> **Exercise aim**: Would you copy out the whole listing exactly as given?

· · · · ·

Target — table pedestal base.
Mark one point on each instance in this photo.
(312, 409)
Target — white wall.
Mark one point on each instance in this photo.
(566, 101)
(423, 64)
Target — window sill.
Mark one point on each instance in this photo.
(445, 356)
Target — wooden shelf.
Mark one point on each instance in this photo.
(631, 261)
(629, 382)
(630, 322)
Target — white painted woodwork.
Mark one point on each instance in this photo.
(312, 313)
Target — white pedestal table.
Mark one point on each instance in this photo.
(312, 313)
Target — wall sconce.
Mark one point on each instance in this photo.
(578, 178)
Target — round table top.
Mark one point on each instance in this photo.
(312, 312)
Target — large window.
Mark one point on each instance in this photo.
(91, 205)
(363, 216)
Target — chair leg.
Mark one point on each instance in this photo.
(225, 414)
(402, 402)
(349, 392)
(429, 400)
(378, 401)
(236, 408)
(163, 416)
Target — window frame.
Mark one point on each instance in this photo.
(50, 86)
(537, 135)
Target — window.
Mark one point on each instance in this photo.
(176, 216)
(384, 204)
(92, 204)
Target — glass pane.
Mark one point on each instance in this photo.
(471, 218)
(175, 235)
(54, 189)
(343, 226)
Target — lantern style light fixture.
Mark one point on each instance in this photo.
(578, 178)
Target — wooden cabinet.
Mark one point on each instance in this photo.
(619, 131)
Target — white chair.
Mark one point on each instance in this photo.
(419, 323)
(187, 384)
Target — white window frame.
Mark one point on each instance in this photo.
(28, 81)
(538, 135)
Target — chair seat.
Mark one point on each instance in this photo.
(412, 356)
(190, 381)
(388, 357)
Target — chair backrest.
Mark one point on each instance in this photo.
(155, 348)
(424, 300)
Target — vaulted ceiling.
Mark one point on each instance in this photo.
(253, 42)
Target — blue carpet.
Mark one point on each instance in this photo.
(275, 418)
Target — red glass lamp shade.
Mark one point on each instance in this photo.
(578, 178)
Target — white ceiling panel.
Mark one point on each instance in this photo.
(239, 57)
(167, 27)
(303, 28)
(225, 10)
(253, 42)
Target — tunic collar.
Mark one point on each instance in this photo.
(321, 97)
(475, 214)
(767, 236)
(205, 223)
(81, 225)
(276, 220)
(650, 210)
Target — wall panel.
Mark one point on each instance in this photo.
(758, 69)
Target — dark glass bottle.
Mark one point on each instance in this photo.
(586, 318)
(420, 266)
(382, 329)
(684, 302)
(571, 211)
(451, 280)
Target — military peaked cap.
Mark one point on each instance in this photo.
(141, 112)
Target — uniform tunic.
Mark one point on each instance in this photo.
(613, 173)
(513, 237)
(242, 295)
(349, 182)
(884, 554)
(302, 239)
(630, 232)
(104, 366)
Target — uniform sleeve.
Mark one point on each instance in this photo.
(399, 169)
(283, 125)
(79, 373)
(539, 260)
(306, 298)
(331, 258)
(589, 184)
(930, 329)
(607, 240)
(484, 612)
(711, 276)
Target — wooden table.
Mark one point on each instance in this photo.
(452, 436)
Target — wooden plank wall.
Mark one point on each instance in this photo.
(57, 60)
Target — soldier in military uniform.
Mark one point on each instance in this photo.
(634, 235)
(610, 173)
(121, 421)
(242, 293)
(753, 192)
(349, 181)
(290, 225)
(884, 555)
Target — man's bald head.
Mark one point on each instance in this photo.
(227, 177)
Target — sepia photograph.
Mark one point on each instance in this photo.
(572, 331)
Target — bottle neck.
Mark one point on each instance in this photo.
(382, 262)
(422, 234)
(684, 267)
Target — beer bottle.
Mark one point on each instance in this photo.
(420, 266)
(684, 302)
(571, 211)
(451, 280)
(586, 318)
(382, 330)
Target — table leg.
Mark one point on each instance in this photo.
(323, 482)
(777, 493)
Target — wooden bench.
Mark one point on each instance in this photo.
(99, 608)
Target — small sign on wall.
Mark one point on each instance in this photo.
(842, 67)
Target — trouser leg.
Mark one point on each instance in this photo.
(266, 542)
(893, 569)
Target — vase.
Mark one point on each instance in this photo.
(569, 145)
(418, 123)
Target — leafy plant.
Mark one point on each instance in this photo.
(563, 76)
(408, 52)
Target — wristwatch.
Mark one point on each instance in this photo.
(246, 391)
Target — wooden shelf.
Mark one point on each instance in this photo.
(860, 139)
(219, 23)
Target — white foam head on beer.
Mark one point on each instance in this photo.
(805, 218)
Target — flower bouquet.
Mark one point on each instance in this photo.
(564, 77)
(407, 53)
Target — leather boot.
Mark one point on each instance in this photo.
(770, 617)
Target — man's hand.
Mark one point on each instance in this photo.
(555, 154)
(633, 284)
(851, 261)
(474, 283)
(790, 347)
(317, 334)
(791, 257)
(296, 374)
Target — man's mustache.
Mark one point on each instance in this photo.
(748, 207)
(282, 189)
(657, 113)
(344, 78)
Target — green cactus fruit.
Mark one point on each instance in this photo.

· · · · ·

> **Task answer**:
Target — table pedestal base.
Mark one point on each instance in this photo.
(312, 409)
Target — white wall.
Mark one point on each instance in this photo.
(566, 101)
(423, 64)
Target — window sill.
Mark one point on each instance in this photo.
(445, 356)
Target — wooden shelf.
Mark one point on each instance in this photo.
(631, 261)
(629, 382)
(630, 322)
Target — white painted woodwork.
Mark one point on each instance in this photo.
(312, 313)
Target — white pedestal table.
Mark one point on each instance in this photo.
(312, 313)
Target — wall sconce.
Mark one point on each instance in this photo.
(578, 178)
Target — round table top.
Mark one point on each instance in this photo.
(312, 312)
Target — large window.
Mark one point on each instance in this photo.
(91, 205)
(363, 216)
Target — chair leg.
Mark one point on each instance in this photo.
(225, 414)
(402, 402)
(349, 392)
(429, 400)
(378, 401)
(236, 408)
(163, 416)
Target — window frame.
Mark one point on each instance in this photo.
(50, 86)
(537, 135)
Target — window.
Mark one point on each instance in this photo.
(176, 216)
(384, 204)
(92, 204)
Target — glass pane.
Mark one point on each instance in this photo.
(471, 218)
(175, 235)
(54, 189)
(343, 226)
Target — lantern style light fixture.
Mark one point on each instance in this photo.
(578, 178)
Target — wooden cabinet.
Mark one point on each instance in this photo.
(619, 131)
Target — white chair.
Mark one point on each instance in this photo.
(419, 323)
(187, 384)
Target — white window frame.
Mark one point on each instance in this photo.
(28, 81)
(538, 135)
Target — chair seat.
Mark one point on each instance in this photo.
(412, 356)
(190, 381)
(388, 357)
Target — chair backrest.
Mark one point on each instance in this photo.
(155, 348)
(424, 300)
Target — vaulted ceiling.
Mark one point on each instance in this photo.
(253, 42)
Target — blue carpet.
Mark one point on each instance in this photo.
(275, 418)
Target — red glass lamp shade.
Mark one point on each instance in this photo.
(578, 178)
Target — white ceiling panel.
Mark one point on each instance in this photo.
(239, 57)
(167, 27)
(303, 28)
(225, 10)
(253, 42)
Target — tunic collar.
Mark one point on each instance in this photo.
(321, 97)
(475, 214)
(767, 236)
(205, 223)
(81, 225)
(276, 220)
(650, 210)
Target — wall panel.
Mark one point on each instance in this photo.
(758, 69)
Target — dark glass bottle.
Mark one point on each instance in this photo.
(586, 318)
(420, 266)
(382, 329)
(684, 302)
(571, 211)
(451, 280)
Target — military peaked cap.
Mark one point on each instance in this photo.
(141, 112)
Target — uniform tunic.
Mark one point on each instance in this photo.
(613, 173)
(513, 237)
(242, 295)
(349, 182)
(884, 554)
(302, 239)
(630, 232)
(104, 366)
Target — uniform sleeve.
Mark one point on each instance in this photo.
(399, 169)
(283, 125)
(79, 373)
(539, 260)
(306, 298)
(331, 258)
(589, 184)
(930, 329)
(607, 240)
(484, 612)
(711, 276)
Target — wooden table.
Mark one point on each instance in this photo.
(452, 436)
Target — wooden plank wall.
Mark one point on each instance in this photo.
(57, 60)
Target — soldier in military uniform.
Mark one point on each instance in this photo.
(634, 235)
(610, 173)
(121, 421)
(242, 293)
(753, 192)
(349, 181)
(290, 225)
(884, 555)
Target — man's bald head.
Mark one point on each instance in this photo.
(227, 177)
Target — sepia photograph.
Mark one point on each instance in this photo.
(572, 331)
Target — bottle neck.
Mark one point on each instance in this photo.
(382, 262)
(422, 234)
(684, 267)
Target — beer bottle.
Mark one point on each instance in this photo.
(420, 266)
(684, 302)
(571, 211)
(451, 280)
(586, 318)
(382, 330)
Target — table leg.
Mark one point on each instance in this photo.
(323, 482)
(777, 493)
Target — wooden bench.
Mark one point on each instance in this photo.
(99, 608)
Target — small sign on wall.
Mark one point on each instance in this photo.
(842, 67)
Target — trouser leg.
Mark one point on each instance in this photo.
(266, 542)
(893, 569)
Target — vase.
Mark one point on each instance in this photo.
(569, 145)
(418, 123)
Target — leafy plant.
Mark one point on each instance in this photo.
(563, 76)
(408, 52)
Target — wristwatch.
Mark one point on each instance in this photo.
(246, 391)
Target — wooden shelf.
Mark one point on each instance in this photo.
(860, 139)
(219, 23)
Target — white foam head on beer.
Mark one point on each instance in this photo.
(805, 218)
Target — flower bouquet.
Mark one point on each instance in this photo.
(564, 77)
(407, 53)
Target — leather boot.
Mark one point on each instance in this photo.
(770, 617)
Target — man's hand.
Mark one point on each instance in this photo.
(555, 154)
(633, 284)
(851, 261)
(474, 283)
(790, 347)
(317, 334)
(791, 257)
(296, 374)
Target — man's mustache.
Mark one point on each instance in this photo.
(748, 207)
(282, 189)
(657, 113)
(344, 78)
Target — green cactus fruit.
Mark one point on each instance in this photo.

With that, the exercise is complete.